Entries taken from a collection
::::

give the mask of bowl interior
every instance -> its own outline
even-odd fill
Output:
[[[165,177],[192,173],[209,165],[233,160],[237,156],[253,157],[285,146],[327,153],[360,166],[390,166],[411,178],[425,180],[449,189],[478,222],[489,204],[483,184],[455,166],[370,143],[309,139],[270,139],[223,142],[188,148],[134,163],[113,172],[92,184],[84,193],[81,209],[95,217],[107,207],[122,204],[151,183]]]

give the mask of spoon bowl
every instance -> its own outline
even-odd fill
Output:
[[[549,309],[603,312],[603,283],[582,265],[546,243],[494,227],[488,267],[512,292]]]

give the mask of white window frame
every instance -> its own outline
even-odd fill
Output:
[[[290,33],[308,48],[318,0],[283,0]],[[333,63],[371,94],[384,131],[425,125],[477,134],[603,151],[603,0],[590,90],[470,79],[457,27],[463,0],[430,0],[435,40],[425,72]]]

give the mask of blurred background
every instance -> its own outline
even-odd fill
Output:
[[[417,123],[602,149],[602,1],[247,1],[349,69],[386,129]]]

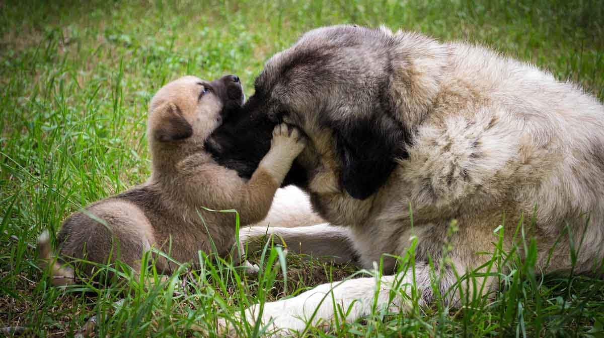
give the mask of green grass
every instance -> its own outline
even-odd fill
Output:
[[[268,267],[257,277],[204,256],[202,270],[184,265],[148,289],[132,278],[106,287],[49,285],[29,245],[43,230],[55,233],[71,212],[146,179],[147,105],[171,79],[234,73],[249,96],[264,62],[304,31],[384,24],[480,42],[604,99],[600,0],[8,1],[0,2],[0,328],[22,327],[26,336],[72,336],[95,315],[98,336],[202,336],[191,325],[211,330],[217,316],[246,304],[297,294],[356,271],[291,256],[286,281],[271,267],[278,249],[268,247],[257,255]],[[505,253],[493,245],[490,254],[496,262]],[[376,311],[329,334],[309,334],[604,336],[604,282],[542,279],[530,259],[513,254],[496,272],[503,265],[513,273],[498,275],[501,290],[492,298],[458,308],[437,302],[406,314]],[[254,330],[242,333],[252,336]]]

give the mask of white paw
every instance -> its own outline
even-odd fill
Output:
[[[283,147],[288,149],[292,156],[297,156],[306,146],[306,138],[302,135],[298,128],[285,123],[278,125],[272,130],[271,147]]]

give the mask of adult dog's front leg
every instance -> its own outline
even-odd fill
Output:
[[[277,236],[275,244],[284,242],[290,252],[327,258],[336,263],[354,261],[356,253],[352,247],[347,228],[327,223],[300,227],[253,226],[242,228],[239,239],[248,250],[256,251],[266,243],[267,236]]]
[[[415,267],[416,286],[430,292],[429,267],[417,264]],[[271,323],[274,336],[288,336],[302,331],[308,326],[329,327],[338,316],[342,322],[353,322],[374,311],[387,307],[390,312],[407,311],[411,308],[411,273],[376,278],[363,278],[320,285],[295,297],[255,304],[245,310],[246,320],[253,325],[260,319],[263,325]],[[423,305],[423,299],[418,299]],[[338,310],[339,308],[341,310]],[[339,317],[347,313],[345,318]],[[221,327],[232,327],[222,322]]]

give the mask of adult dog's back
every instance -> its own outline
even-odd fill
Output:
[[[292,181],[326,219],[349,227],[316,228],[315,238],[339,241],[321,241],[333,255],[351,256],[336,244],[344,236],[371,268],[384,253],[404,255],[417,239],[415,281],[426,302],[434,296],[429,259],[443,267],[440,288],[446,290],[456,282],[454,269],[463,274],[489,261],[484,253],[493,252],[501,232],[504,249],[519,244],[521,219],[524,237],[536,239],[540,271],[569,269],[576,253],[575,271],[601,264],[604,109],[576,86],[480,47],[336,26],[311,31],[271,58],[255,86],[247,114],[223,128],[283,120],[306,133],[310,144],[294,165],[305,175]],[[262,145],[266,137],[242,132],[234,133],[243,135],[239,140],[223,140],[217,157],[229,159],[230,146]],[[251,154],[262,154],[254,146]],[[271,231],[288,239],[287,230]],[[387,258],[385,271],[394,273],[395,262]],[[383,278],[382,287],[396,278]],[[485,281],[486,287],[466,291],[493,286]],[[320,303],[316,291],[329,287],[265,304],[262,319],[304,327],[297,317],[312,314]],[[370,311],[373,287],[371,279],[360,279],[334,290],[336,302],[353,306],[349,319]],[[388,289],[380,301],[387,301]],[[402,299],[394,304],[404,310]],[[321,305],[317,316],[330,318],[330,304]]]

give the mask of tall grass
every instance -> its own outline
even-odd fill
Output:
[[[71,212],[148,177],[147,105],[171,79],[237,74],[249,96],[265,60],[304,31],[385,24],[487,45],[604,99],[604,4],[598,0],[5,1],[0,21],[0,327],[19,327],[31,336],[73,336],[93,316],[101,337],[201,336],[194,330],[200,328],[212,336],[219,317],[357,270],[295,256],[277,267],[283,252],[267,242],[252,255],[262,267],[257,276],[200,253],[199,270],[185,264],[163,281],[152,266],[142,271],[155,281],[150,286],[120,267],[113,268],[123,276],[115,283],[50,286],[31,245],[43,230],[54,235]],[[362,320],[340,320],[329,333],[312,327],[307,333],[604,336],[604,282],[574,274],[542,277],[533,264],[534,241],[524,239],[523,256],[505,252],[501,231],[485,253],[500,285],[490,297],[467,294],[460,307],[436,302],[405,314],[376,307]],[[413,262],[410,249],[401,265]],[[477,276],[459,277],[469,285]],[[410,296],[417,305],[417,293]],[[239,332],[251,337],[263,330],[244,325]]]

::::

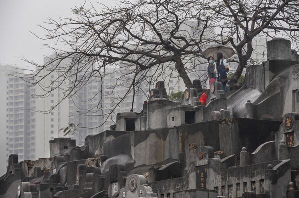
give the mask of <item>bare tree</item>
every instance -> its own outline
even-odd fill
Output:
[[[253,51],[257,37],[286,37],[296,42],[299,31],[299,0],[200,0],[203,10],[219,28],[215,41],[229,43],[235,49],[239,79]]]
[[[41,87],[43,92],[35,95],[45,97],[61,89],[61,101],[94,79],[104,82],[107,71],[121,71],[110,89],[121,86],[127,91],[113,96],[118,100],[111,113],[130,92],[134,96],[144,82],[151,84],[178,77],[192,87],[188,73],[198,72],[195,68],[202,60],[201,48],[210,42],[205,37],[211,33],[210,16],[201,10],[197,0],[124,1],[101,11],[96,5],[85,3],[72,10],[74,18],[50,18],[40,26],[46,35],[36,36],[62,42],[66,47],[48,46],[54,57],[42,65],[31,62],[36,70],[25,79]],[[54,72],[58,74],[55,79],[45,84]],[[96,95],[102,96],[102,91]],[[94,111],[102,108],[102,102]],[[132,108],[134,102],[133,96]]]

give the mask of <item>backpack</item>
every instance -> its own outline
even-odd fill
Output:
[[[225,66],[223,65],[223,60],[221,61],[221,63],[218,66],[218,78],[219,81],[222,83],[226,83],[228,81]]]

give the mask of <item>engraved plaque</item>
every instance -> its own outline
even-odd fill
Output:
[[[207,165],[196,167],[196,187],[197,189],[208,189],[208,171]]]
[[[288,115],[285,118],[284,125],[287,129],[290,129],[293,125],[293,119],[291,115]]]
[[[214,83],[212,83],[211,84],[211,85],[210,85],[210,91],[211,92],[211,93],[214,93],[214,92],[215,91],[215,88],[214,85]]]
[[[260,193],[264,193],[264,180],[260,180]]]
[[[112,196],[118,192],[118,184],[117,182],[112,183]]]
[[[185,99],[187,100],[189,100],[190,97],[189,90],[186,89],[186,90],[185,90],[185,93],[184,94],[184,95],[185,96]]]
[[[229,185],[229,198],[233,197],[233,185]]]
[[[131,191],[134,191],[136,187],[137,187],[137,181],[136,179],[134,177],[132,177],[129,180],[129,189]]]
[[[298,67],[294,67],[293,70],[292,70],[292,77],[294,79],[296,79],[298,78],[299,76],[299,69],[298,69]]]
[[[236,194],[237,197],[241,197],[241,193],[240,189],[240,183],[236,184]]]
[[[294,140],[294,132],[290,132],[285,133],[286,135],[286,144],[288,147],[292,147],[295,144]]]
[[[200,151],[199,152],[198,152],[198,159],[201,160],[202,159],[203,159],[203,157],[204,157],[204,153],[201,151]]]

::::

In the listing, from the line with "give the mask of white window frame" up to and including the line with "[[[417,123],[602,149],[602,1],[247,1],[349,69],[386,129]]]", rename "blurred background" to "out-of-focus background" and leave everything else unchanged. Return only those lines.

● **ANSWER FOR THIS EXERCISE**:
give the mask of white window frame
every instance -> its own outline
even-odd fill
Output:
[[[290,33],[308,48],[318,0],[283,0]],[[333,63],[371,94],[384,131],[425,125],[477,134],[603,151],[603,0],[590,90],[470,79],[457,27],[463,0],[430,0],[435,40],[425,72]]]

give the mask of out-of-focus background
every instance -> its own outline
even-odd fill
Output:
[[[417,123],[602,149],[602,1],[247,1],[349,69],[386,129]]]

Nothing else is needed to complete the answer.